Provided passage:
============================================================
In recent years, there has been a surge in popularity in the use of vaping devices for the consumption of tobacco and marijuana. E-cigarettes or “vapes” come in many shapes and styles, but they generally consist of a battery that heats liquid containing nicotine or marijuana to produce vapor. The liquid is commonly contained in pre-filled cartridges or pods that attach to the battery and heating element. Vaping has been touted as a safer and healthier alternative to smoking cigarettes because it doesn’t involve inhaling the burnt tobacco or other carcinogens and chemicals contained in cigarettes. However, there has recently been a surge in lung illnesses associated with vaping that has caused alarm across the country.
Federal data shows that there have been 1,888 cases in the US of vaping-related lung illness. The Centers for Disease Control and Prevention reported that there have been 37 deaths confirmed in 24 states. According to the FDA, patients have reported a gradual start of symptoms, including breathing difficulty, shortness of breath, and/or chest pain before hospitalization. Some cases reported mild to moderate gastrointestinal illness including vomiting and diarrhea, or other symptoms such as fevers or fatigue.
============================================================
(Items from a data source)
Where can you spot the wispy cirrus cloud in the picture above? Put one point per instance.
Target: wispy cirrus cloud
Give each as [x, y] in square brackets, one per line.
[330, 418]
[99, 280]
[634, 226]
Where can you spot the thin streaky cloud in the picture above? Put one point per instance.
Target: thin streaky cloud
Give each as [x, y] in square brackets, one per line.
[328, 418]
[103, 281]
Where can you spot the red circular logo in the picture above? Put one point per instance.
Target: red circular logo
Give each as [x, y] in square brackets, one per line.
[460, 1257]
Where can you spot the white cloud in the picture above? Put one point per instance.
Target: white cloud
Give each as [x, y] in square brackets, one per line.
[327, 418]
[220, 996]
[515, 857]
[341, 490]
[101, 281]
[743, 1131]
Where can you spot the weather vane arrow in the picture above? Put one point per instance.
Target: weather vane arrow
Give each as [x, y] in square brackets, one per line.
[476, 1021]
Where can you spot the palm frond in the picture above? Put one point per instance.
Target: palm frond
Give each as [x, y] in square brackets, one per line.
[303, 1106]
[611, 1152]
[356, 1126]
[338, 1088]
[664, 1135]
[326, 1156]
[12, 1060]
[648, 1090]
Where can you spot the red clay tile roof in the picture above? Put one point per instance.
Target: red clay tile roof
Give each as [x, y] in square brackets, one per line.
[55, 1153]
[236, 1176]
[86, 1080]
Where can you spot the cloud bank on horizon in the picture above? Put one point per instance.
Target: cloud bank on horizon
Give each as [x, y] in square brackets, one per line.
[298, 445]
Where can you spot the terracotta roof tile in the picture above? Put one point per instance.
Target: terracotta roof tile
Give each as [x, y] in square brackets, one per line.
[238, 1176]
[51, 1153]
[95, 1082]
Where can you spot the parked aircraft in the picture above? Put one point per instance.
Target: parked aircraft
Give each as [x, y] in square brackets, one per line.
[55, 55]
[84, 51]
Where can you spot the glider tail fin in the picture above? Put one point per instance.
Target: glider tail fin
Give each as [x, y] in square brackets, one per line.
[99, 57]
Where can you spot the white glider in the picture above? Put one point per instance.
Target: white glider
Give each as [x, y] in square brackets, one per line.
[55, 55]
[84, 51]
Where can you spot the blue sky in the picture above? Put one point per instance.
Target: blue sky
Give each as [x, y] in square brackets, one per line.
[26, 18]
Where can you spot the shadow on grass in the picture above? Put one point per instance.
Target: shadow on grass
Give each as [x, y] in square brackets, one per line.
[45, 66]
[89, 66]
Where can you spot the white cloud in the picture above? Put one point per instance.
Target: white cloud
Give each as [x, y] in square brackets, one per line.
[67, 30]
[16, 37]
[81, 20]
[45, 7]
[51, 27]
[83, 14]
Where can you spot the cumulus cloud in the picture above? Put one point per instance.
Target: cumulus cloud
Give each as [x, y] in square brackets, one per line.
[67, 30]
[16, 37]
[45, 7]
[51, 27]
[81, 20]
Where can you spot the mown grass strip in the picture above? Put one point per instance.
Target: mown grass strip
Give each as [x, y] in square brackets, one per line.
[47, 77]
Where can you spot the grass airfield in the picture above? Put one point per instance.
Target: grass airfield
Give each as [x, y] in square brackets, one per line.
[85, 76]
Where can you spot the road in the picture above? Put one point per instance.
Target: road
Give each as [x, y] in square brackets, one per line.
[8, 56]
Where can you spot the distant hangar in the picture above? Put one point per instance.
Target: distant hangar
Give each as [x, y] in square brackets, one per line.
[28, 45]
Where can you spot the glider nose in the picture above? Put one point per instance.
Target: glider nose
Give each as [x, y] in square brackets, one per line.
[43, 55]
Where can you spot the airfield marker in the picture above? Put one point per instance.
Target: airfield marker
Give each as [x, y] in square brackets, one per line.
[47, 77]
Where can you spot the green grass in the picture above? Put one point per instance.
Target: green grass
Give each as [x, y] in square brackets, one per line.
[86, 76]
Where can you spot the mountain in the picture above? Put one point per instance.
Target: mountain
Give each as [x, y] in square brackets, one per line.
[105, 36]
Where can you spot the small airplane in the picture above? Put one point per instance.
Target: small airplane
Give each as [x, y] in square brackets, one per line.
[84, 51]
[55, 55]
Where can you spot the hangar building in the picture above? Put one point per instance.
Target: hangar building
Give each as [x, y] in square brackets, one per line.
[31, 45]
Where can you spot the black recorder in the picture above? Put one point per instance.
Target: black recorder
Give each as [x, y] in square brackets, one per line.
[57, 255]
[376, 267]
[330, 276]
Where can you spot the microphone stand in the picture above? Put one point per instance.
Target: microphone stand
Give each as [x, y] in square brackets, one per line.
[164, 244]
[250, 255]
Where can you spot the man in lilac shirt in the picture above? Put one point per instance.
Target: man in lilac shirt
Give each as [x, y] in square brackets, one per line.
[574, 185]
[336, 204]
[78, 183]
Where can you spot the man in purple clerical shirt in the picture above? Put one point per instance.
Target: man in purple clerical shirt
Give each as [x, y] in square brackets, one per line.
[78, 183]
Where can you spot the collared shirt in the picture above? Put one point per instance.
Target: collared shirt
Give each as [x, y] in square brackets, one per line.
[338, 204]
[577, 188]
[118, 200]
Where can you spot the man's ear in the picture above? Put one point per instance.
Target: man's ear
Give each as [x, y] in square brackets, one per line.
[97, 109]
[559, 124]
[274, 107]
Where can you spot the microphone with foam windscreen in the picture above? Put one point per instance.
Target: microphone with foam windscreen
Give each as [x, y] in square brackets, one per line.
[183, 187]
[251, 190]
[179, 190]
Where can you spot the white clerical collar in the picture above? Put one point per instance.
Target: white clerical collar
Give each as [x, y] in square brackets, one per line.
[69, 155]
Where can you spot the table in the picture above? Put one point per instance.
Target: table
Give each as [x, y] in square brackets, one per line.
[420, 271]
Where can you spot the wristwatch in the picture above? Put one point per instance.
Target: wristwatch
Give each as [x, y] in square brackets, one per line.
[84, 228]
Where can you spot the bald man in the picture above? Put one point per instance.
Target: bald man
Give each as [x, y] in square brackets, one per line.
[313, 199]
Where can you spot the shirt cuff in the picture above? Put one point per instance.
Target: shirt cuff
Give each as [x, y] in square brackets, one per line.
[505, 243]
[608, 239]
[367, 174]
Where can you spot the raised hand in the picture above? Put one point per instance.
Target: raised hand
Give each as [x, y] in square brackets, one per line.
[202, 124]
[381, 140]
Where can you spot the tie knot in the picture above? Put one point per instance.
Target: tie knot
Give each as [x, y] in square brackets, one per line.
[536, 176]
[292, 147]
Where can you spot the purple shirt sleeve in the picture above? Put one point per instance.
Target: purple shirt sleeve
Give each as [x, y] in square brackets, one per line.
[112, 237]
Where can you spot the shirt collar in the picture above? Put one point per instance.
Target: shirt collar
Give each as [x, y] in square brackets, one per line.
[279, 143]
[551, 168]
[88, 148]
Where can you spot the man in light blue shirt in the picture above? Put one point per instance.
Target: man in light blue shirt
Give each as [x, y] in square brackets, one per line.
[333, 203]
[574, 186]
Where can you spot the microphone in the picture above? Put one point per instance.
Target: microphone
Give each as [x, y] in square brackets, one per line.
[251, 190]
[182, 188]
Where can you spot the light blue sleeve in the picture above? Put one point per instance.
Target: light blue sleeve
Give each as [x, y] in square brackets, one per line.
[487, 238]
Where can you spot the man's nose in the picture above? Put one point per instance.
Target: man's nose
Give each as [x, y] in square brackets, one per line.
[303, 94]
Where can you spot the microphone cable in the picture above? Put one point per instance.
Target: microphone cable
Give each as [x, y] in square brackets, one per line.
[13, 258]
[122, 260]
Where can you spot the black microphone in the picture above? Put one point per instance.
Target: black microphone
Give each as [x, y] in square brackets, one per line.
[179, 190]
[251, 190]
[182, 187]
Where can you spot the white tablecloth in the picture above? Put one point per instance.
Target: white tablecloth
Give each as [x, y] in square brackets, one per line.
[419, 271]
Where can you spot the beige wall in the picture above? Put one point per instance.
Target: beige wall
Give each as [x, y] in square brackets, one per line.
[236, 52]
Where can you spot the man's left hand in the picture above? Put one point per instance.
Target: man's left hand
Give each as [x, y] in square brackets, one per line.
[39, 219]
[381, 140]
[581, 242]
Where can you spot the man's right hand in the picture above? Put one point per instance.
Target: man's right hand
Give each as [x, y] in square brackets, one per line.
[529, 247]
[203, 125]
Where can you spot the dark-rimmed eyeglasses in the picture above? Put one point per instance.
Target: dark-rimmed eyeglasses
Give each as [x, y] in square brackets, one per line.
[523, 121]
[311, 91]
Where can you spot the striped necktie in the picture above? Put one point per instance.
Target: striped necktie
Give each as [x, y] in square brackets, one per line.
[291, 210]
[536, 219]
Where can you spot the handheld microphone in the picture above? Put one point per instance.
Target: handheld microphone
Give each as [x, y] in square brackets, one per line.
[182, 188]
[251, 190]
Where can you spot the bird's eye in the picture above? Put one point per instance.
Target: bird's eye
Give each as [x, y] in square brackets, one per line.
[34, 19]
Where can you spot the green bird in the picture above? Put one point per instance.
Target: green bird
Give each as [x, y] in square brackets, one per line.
============================================================
Activity 1: According to the passage on vaping-related lung illness, how many deaths had the Centers for Disease Control and Prevention confirmed, and in how many states?
Activity 2: Continue the passage on vaping-related lung illness, picking up after its final sentence.

Task output 1: 37 deaths in 24 states.

Task output 2:
Although these numbers may be small in comparison to those associated with the damage inflicted by traditional smoking, they have been enough to catch the attention of Washington D.C. President Donald Trump is expected to finalize plans with the FDA in the upcoming week to ban all flavored vaping products, with the exception of tobacco and menthol flavors. While the impetus for putting this plan into action may have been related to the widespread media reports about the vaping illnesses, it’s possible the intended target of the flavor regulation is to curb the explosion of youth vaping.
Based on the preliminary research regarding the culprit causing the harm, it is not clear the new FDA regulations on flavor restrictions will have any effect on preventing the vaping lung illnesses. Data on the affected individuals shows the illness has been associated with those using vaping devices containing marijuana/THC. These THC-containing cartridges are also coming from black market sources, as opposed to legal marijuana dispensaries.
The FDA has hypothesized that Vitamin E acetate, which is used as a thickening agent in these black market products, may be what is causing the harm. The FDA has opened a criminal investigation alongside the Drug Enforcement Agency to track down anyone manufacturing illicit and adulterated vaping products. While the FDA appears to be enacting policy only prohibiting the usage of flavors, certain states have taken more aggressive approaches. Massachusetts enacted a four-month ban on all vaping products. Juul, one of the most well-known vaping manufacturers, has already restricted its sales to only the flavors of tobacco, menthol, and mint.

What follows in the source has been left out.